_Activity 1_
Please echo the article on hooch tragedies below word for word, starting at "The prohibition minister" and ending at "tragedy in 2008.".
_Activity 2_
According to the hooch tragedy article below, how many persons died in the 2008 hooch tragedy in Karnataka?
_Activity 3_
Finish out the next part of the hooch tragedy article below, picking up after its final sentence.
━━━ Text
Though the minister did not name any political party or person who was spreading such “rumours”, he asserted that such people were ignorant about data related to hooch tragedies, which “happened in Bihar prior to the implementation of the liquor ban in April 2016”.

“Hooch incidents are happening even in states where prohibition is not implemented. Take the example of the Rae Bareli incident in Uttar Pradesh where several people died recently,” Sunil added.

The prohibition minister gave data related Katihar, East Champaran, Gopalganj, Kaimur, Bhojpur, Gaya and Saran districts where several people died between 1997 and 2013 after consuming poisonous liquor. He also gave examples of hooch tragedies in Bengal, Uttar Pradesh and other states, including Karnataka where 345 persons died in a hooch tragedy in 2008.

Sunil stressed on economic or financial reasons behind the hooch tragedies, and pointed out that those who lost their lives in it hailed from the economically lower rung of the society. “Some wrongdoers make liquor. Those who buy it are from the economically weaker section of the society. They do so because it is cheaper. Problems happen when methanol and other such things are mixed in such liquor,” Sunil added.

The minister tried to justify the hooch tragedies in the state by pointing out that fake medicines, fertilisers and adulterated food products were made despite laws against them being present.
━━━━━━
━━━ Entries supplied
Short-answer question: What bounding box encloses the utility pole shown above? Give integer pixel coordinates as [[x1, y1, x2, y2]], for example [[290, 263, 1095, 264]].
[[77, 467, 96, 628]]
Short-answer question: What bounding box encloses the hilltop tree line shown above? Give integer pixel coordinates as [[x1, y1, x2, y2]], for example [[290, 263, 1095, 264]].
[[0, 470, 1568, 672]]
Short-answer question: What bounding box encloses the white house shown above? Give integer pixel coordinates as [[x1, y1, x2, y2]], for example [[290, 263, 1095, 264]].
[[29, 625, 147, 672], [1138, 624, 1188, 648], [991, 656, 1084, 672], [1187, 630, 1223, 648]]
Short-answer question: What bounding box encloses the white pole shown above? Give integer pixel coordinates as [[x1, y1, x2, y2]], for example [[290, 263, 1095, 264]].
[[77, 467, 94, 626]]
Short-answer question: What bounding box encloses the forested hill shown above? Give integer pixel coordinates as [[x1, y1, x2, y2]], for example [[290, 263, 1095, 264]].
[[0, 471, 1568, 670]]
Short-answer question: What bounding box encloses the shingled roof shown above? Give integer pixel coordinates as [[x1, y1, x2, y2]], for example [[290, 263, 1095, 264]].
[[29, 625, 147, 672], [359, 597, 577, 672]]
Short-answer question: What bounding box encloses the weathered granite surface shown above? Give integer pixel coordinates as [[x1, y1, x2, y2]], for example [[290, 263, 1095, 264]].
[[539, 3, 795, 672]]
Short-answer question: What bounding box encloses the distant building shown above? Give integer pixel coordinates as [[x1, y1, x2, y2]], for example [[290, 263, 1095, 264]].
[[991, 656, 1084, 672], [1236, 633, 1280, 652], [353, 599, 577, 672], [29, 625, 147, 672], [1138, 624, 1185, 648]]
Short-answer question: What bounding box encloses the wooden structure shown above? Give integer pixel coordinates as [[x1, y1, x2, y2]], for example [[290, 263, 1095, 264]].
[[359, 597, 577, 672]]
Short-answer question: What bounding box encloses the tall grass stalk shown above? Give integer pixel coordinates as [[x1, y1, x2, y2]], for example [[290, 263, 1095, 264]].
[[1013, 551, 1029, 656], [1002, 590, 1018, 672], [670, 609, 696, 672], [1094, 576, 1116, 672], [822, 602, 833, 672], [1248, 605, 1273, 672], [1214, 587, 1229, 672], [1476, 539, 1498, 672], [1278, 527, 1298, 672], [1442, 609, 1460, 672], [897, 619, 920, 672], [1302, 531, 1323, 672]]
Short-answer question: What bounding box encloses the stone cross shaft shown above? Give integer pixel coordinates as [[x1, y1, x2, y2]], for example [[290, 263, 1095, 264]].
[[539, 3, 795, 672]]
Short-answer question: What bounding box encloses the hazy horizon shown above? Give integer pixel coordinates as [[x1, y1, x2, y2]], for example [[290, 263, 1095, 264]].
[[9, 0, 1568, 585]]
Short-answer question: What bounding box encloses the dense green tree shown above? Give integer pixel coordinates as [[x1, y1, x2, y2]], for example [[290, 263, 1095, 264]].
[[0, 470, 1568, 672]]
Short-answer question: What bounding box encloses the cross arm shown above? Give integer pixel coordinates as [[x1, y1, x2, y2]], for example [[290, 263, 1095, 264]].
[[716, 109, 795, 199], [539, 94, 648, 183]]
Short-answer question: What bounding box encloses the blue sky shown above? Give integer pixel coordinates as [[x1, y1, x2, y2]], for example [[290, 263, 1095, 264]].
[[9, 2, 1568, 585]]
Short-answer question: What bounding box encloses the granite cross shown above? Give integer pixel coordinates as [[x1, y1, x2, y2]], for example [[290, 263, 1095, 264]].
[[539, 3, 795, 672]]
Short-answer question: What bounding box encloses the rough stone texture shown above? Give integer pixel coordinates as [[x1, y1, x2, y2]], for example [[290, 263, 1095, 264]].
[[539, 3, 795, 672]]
━━━━━━
_Written answer 1_
The prohibition minister gave data related Katihar, East Champaran, Gopalganj, Kaimur, Bhojpur, Gaya and Saran districts where several people died between 1997 and 2013 after consuming poisonous liquor. He also gave examples of hooch tragedies in Bengal, Uttar Pradesh and other states, including Karnataka where 345 persons died in a hooch tragedy in 2008.

_Written answer 2_
345 persons died.

_Written answer 3_
He also said that the state government was conducting non-stop raids since Nitish’s intensive review of liquor ban around mid-November after a spate of hooch tragedies.

“Around 1.39 lakh raids were conducted in which over 22,000 people were arrested, 3,000 vehicles and 46 lakh litres of liquor were seized since the chief minister intensively reviewed the implementation of prohibition. We are strengthening our anti-liquor task force in the districts,” Sunil said.

Meanwhile, the state government has started using drones to keep a tab on illicit liquor manufacturing, trade and consumption in far-flung areas.

So far raids in Vaishali, Patna and Saran districts have been conducted with their help in which 39,000 kg fermented mahua flowers and 3,700 litres of liquor were destroyed.

The government is planning to relax some of the draconian measures of the prohibition law in the next couple of months.